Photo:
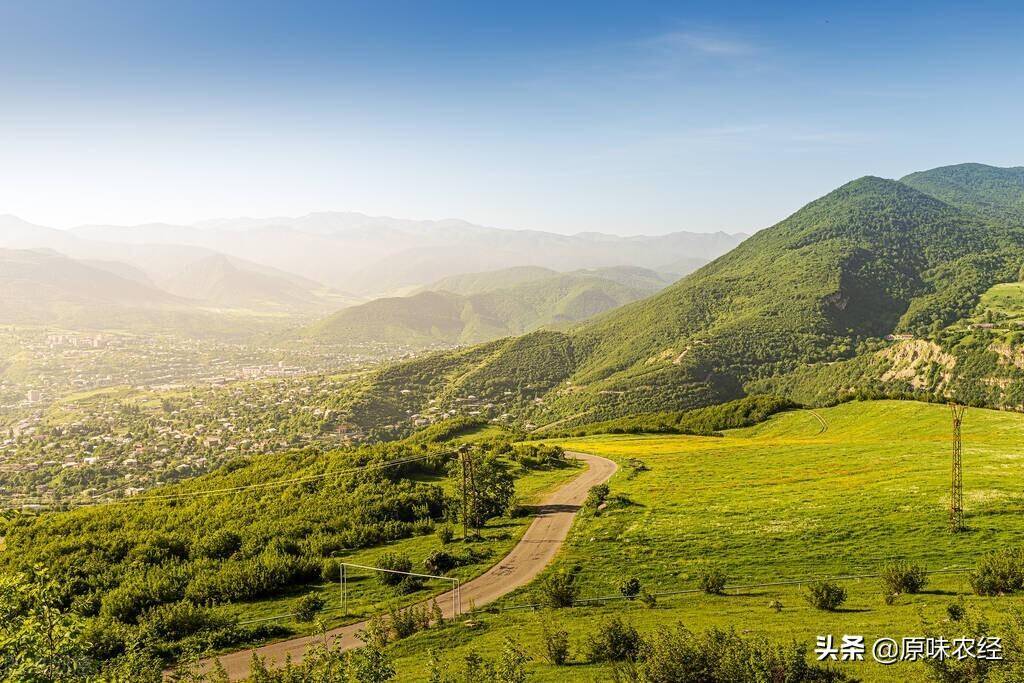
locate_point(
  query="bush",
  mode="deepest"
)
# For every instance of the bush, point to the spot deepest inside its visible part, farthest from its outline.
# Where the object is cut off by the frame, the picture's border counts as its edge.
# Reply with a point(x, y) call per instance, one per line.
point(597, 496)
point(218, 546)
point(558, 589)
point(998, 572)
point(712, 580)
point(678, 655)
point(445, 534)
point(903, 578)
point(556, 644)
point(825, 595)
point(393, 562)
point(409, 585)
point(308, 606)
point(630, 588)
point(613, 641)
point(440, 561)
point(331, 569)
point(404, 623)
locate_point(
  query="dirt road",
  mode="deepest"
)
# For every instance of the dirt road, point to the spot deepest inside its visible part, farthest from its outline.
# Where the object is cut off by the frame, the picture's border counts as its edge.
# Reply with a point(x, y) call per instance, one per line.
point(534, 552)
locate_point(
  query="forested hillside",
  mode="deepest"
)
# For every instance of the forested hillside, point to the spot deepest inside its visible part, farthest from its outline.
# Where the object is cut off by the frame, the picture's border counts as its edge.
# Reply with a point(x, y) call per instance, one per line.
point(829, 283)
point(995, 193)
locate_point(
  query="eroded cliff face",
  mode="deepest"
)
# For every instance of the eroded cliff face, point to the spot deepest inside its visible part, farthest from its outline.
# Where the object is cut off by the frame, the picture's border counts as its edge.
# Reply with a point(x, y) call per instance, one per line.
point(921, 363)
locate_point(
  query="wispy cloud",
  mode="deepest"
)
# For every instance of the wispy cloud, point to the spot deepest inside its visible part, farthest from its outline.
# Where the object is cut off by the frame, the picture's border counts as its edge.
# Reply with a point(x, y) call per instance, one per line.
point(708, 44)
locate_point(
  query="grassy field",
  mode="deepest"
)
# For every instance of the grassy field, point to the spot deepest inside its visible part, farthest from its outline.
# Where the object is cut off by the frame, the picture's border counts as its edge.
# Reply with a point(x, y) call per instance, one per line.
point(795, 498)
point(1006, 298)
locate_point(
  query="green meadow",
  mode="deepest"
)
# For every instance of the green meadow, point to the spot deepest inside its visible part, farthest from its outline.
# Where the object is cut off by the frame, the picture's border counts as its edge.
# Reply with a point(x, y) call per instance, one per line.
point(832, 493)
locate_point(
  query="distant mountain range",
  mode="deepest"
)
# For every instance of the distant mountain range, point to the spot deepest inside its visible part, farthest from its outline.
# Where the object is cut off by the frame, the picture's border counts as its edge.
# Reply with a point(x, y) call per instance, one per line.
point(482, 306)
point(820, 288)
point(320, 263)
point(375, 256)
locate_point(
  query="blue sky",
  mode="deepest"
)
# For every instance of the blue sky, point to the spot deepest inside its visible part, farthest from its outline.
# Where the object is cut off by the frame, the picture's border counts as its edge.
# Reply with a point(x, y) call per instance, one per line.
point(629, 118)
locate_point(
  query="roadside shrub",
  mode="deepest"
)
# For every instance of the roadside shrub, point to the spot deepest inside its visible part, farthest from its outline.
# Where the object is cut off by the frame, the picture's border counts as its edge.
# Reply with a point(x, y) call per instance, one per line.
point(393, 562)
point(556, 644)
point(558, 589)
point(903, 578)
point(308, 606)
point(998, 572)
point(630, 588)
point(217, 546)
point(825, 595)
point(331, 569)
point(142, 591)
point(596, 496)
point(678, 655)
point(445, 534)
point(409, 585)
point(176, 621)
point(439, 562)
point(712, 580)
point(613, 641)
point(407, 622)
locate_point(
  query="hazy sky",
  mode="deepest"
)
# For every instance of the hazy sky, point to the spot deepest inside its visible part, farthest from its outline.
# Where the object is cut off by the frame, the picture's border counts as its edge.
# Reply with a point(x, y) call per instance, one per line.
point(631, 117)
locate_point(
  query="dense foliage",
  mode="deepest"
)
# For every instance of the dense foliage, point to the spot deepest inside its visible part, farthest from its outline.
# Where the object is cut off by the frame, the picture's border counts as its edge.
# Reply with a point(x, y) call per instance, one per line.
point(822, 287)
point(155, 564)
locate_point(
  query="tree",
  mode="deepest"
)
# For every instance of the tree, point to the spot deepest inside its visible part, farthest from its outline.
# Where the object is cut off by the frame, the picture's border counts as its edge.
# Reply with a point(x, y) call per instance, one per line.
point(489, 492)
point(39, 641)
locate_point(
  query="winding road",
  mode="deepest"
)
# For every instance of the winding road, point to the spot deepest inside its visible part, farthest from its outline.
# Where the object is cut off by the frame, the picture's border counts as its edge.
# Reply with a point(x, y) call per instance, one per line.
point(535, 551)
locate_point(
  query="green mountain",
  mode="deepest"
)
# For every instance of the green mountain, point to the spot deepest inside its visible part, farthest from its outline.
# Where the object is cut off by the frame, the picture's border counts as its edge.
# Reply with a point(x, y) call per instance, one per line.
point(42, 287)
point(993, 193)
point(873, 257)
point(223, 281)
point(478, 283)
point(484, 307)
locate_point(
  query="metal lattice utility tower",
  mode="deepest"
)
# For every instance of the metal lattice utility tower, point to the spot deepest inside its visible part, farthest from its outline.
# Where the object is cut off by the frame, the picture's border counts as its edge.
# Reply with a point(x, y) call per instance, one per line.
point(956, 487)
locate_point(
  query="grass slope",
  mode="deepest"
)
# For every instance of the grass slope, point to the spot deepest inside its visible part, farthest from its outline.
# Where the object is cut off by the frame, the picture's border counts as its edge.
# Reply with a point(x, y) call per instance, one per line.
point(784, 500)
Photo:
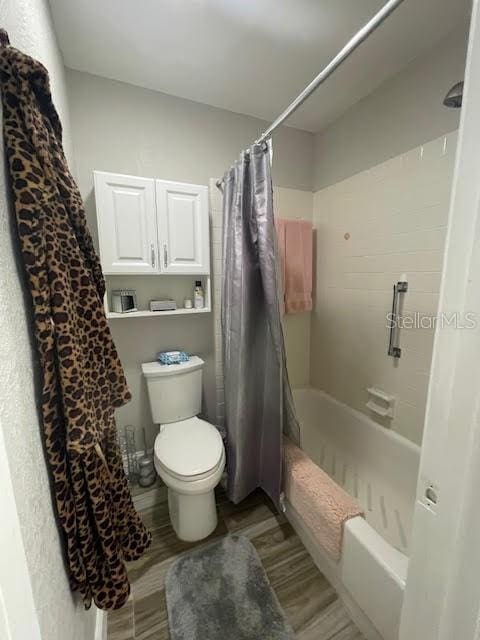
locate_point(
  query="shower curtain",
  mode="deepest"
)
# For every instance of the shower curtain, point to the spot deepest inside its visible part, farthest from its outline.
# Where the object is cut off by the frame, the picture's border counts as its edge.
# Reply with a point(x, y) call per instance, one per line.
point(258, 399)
---------------
_About this task_
Report only a number: how many lines in the material above contain the string "shrub".

_Final answer_
2